→ **EXERCISE DESCRIPTION**
Reproduce the passage from the text on humanitarian action below, from "This research topic" up to and including "food security, etc.".

→ **TEXT FOR ANALYSIS**

From Greek mythology to the Democratic Republic of Congo, sexual violence has often been a component of conflict. Its strategies and goals are numerous: compensation/payment for armies, initiation ritual for child soldiers, torture to obtain information, tool of terror to humiliate people considered to be enemies, etc. This violence affects entire populations, that is, not only women and children but also men, whatever their generational or socio-cultural belonging. Beyond the moral and physical consequences, victims sometimes have to face the fear of being rejected by their relatives or community. The response to sexual violence is not only medical (HIV prophylaxis, treatment of sexually transmitted infections, emergency contraception, etc.); it is also psychological (mental health care, social care). Finally, it should be noted that this problem remains an essentially political one, especially in the preventive aspects of this violence and the coercive aspects with regards to the fate of attackers.
At the end of 2012, over 45.2 million people in the world were living in situations of displacement. This figure, which increased in 2013 mainly because of the Syrian crisis, includes refugees and asylum seekers, but also persons displaced within their own country. Although war and situations of violence are the main cause of displacement, notably in situations such as Afghanistan, Somalia, Iraq, Syria and Sudan, other causes of displacement also exist: natural disasters, displacement induced by development, poverty, the consequences of climate change, the lack of resources, etc. In recent years, Médecins Sans Frontieres (MSF) has invested heavily in forced displacement situations, whether in the Democratic Republic of Congo, Somalia, Kenya or the Middle East.
Global public health surveillance
Threats posed by new, emerging or re-emerging communicable diseases are taking a global dimension. The concept of global public health surveillance, an essential component of the global strategy for tackling epidemics across borders, has been expanded and formalized through a number of recently developed instruments and initiatives. These notably include the International Health Regulations (IHR), whose origins can be traced back to the adoption by World Health Organization (WHO) Member States of the International Sanitary Regulations in 1951. The legally-binding agreement, revised by the World Health Assembly in 2005 to include additional infectious diseases and extend regulation to other public health events of international concern, provides the legal framework for countries to link and coordinate their action through a universal network of surveillance. However, a number of external factors influence political commitment to comply with international health regulations. Low-income countries also face intrinsic difficulties when submitted to the ever-increasing pressure to upgrade their public health surveillance capacity.
This research topic covers a wide variety of subjects on humanitarian action: the aid system, the quality of aid, new actors, epidemics, access to health, food security, etc.

→ **RECORD SET**
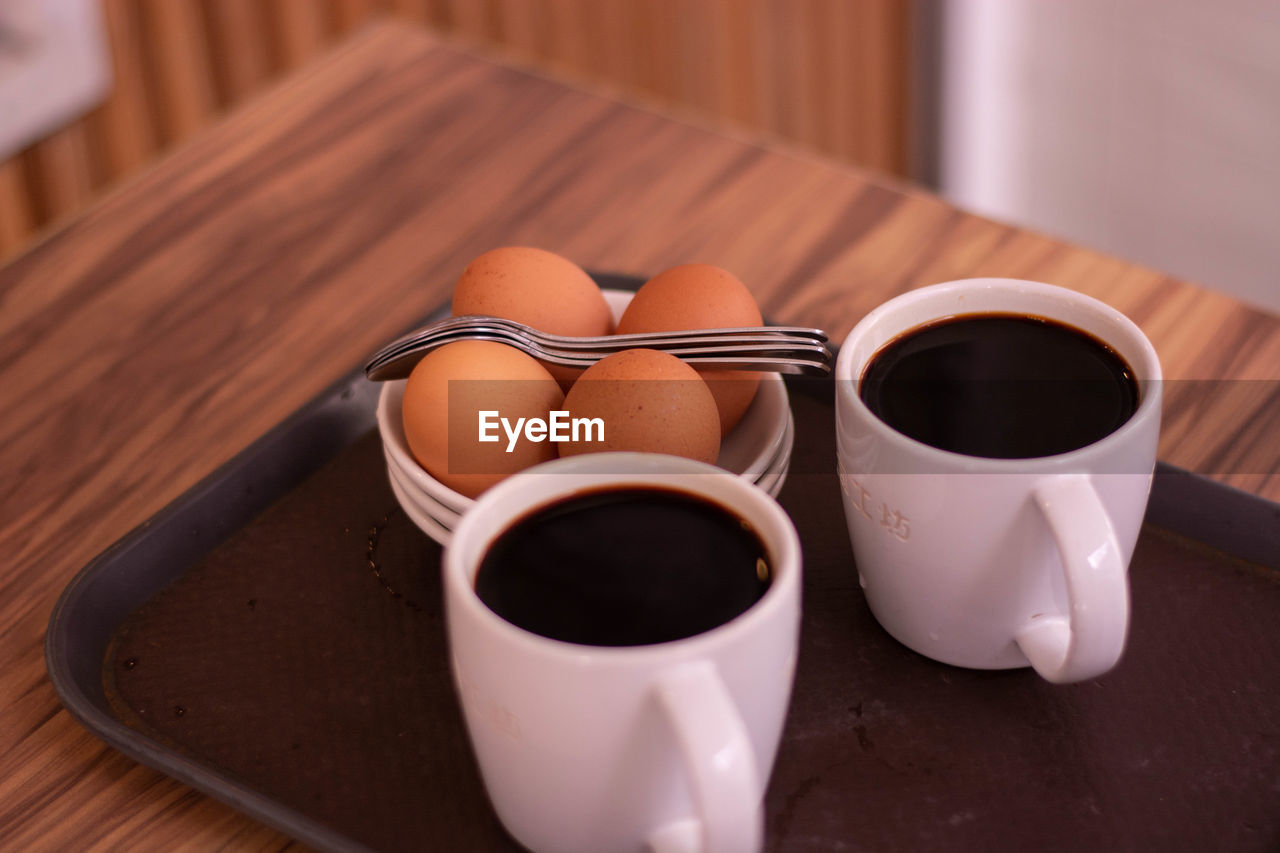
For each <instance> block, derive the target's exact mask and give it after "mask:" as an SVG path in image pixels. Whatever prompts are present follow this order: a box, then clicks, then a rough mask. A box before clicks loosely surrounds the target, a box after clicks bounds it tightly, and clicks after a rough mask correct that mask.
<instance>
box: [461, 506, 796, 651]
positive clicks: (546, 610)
mask: <svg viewBox="0 0 1280 853" xmlns="http://www.w3.org/2000/svg"><path fill="white" fill-rule="evenodd" d="M771 579H772V573H771V566H769V558H768V553H767V551H765V548H764V543H763V542H762V540H760V537H759V535H758V534H756V533H755V530H754V529H753V528H751V526H750V525H749V524H748V523H746V521H745V520H742V519H741V517H739V516H737V515H736V514H733V512H732V511H730V510H727V508H724V507H722V506H719V505H718V503H716V502H713V501H709V500H705V498H700V497H696V496H692V494H687V493H684V492H676V491H669V489H662V488H652V487H625V488H604V489H598V491H593V492H585V493H579V494H575V496H572V497H568V498H564V500H561V501H557V502H554V503H550V505H549V506H544V507H540V508H538V510H535V511H532V512H531V514H529V515H526V516H524V517H521V519H518V520H517V521H516V523H515V524H512V525H511V526H509V528H507V529H506V530H504V532H503V533H502V534H500V535H499V537H498V538H497V539H495V540H494V542H493V544H492V546H490V547H489V549H488V552H486V553H485V556H484V560H483V561H481V562H480V567H479V570H477V571H476V579H475V588H476V594H477V596H479V597H480V601H483V602H484V603H485V605H486V606H488V607H489V608H490V610H493V611H494V612H495V613H498V615H499V616H502V617H503V619H506V620H507V621H508V622H512V624H513V625H517V626H520V628H524V629H525V630H529V631H532V633H535V634H540V635H543V637H548V638H552V639H557V640H564V642H568V643H581V644H585V646H649V644H653V643H666V642H669V640H677V639H684V638H686V637H692V635H695V634H701V633H703V631H707V630H710V629H713V628H717V626H718V625H723V624H724V622H727V621H730V620H731V619H733V617H735V616H739V615H740V613H742V612H745V611H746V610H748V608H750V607H751V605H754V603H755V602H756V601H759V599H760V597H762V596H764V593H765V590H767V589H768V588H769V581H771Z"/></svg>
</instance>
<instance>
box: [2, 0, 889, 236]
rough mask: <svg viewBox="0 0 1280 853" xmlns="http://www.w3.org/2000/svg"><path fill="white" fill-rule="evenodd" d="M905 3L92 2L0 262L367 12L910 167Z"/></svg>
mask: <svg viewBox="0 0 1280 853" xmlns="http://www.w3.org/2000/svg"><path fill="white" fill-rule="evenodd" d="M910 8H911V4H909V3H902V1H901V0H858V3H849V1H847V0H763V1H762V0H609V3H600V1H599V0H266V1H264V0H102V13H104V19H105V24H106V37H108V42H109V47H110V55H111V64H113V68H111V72H113V86H111V90H110V92H108V95H106V97H105V100H104V102H102V104H101V106H99V108H97V109H95V110H92V111H91V113H88V114H87V115H84V117H81V118H77V119H74V120H72V122H70V123H69V124H68V126H67V127H64V128H61V129H58V131H55V132H54V133H51V134H50V136H49V137H46V138H42V140H38V141H36V142H33V143H32V145H29V146H28V147H27V149H26V150H24V151H20V152H18V154H15V155H13V156H12V158H9V159H8V160H4V161H0V260H3V259H5V257H9V256H10V255H14V254H17V252H18V251H19V250H20V248H22V247H23V246H26V245H27V243H28V242H29V241H32V240H35V238H36V236H37V234H38V233H40V232H41V231H42V229H44V228H45V227H47V225H49V224H50V223H54V222H58V220H60V219H65V218H69V216H70V215H73V214H76V213H78V211H79V210H81V209H83V207H84V206H86V205H87V202H88V201H90V200H91V199H92V197H95V196H96V195H97V193H99V192H101V191H102V190H104V188H105V187H110V186H114V184H115V183H116V182H119V181H120V179H123V178H125V177H128V175H131V174H133V173H134V172H136V170H137V169H140V168H142V167H143V165H145V164H147V163H150V161H151V160H152V159H154V158H155V156H159V155H160V154H161V152H163V151H165V150H168V149H170V147H172V146H174V145H178V143H180V142H182V141H183V140H187V138H189V137H191V136H192V134H195V133H197V132H198V131H200V129H201V128H204V127H206V126H207V124H211V123H212V122H215V120H216V119H218V118H219V117H220V115H221V114H224V113H225V111H227V110H228V109H229V108H234V106H237V105H238V104H241V102H243V101H244V100H246V99H248V97H252V96H253V95H256V93H259V92H260V91H261V90H262V88H264V87H266V86H268V85H270V83H271V82H273V81H275V79H278V78H279V76H280V74H283V73H285V72H288V70H292V69H294V68H298V67H300V65H302V64H303V63H306V61H308V60H310V59H311V58H312V56H315V55H317V54H319V53H321V51H324V50H325V49H326V47H329V46H330V45H333V44H335V42H337V41H340V40H342V38H344V37H346V36H347V35H348V33H351V32H353V31H355V29H357V28H360V27H361V26H364V24H366V23H369V22H370V20H372V19H374V18H376V17H380V15H381V17H394V18H397V19H401V20H408V22H412V23H417V24H428V26H430V27H434V28H436V29H439V31H443V32H448V33H454V35H457V36H460V37H465V38H467V40H470V41H472V42H474V44H483V45H490V46H494V47H498V49H500V50H504V51H508V53H511V54H512V55H517V56H520V58H522V59H527V60H530V61H532V63H536V64H539V65H541V67H548V68H556V69H557V70H558V72H561V73H568V74H573V76H576V77H579V78H582V79H594V81H603V82H608V83H609V85H612V86H616V87H618V88H620V90H622V91H626V92H631V93H635V95H640V96H644V97H649V99H653V100H655V101H657V102H660V104H666V105H668V106H671V108H678V109H685V110H691V111H694V113H696V114H699V115H704V117H713V118H718V119H719V120H723V122H731V123H735V124H737V126H741V127H749V128H754V129H756V131H764V132H769V133H774V134H777V136H780V137H782V138H787V140H792V141H796V142H800V143H803V145H808V146H812V147H814V149H815V150H819V151H823V152H827V154H832V155H836V156H841V158H847V159H850V160H851V161H854V163H859V164H863V165H868V167H873V168H878V169H884V170H888V172H893V173H896V174H905V172H906V167H908V108H909V85H910V73H909V72H910V69H909V56H908V47H909V40H910V32H909V31H910Z"/></svg>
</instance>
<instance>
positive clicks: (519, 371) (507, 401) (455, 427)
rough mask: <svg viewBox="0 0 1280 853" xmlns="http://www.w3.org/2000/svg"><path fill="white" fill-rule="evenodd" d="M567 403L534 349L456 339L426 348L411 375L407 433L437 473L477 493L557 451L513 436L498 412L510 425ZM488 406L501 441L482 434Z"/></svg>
mask: <svg viewBox="0 0 1280 853" xmlns="http://www.w3.org/2000/svg"><path fill="white" fill-rule="evenodd" d="M563 402H564V394H563V392H562V391H561V388H559V384H557V382H556V379H553V378H552V375H550V374H549V373H547V369H545V368H543V366H541V365H540V364H538V361H536V360H534V359H532V357H530V356H529V355H526V353H524V352H521V351H520V350H516V348H515V347H508V346H507V345H504V343H494V342H492V341H458V342H454V343H449V345H445V346H443V347H440V348H439V350H433V351H431V352H429V353H428V355H426V357H424V359H422V360H421V361H419V362H417V365H416V366H415V368H413V373H411V374H410V378H408V382H407V383H406V386H404V410H403V423H404V438H406V439H408V447H410V451H412V453H413V457H415V459H416V460H417V461H419V464H420V465H421V466H422V467H425V469H426V470H428V473H430V474H431V475H433V476H434V478H435V479H438V480H440V482H442V483H444V484H445V485H448V487H449V488H451V489H454V491H456V492H461V493H462V494H465V496H467V497H476V496H477V494H480V493H481V492H484V491H485V489H486V488H489V487H490V485H493V484H494V483H497V482H498V480H500V479H503V478H504V476H507V475H509V474H515V473H516V471H520V470H522V469H526V467H529V466H530V465H535V464H538V462H544V461H547V460H550V459H554V457H556V444H553V443H550V442H548V441H540V442H535V441H529V439H527V438H525V435H524V432H522V430H521V435H520V438H518V439H517V441H515V442H512V441H511V438H509V435H508V434H507V432H506V428H504V427H503V425H502V423H500V420H499V419H507V421H508V425H509V427H511V428H513V429H515V427H516V424H517V423H518V419H520V418H525V419H531V418H540V419H543V420H544V421H545V420H547V419H548V416H549V412H550V411H552V410H553V409H562V407H563ZM484 411H489V412H497V415H490V416H488V418H486V420H488V423H489V424H492V427H490V428H489V429H488V434H490V435H495V437H497V441H489V442H481V441H480V419H481V412H484ZM526 423H527V420H526ZM508 447H511V450H509V452H508Z"/></svg>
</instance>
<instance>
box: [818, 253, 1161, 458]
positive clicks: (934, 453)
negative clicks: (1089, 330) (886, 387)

→ **EXERCISE ANSWER**
This research topic covers a wide variety of subjects on humanitarian action: the aid system, the quality of aid, new actors, epidemics, access to health, food security, etc.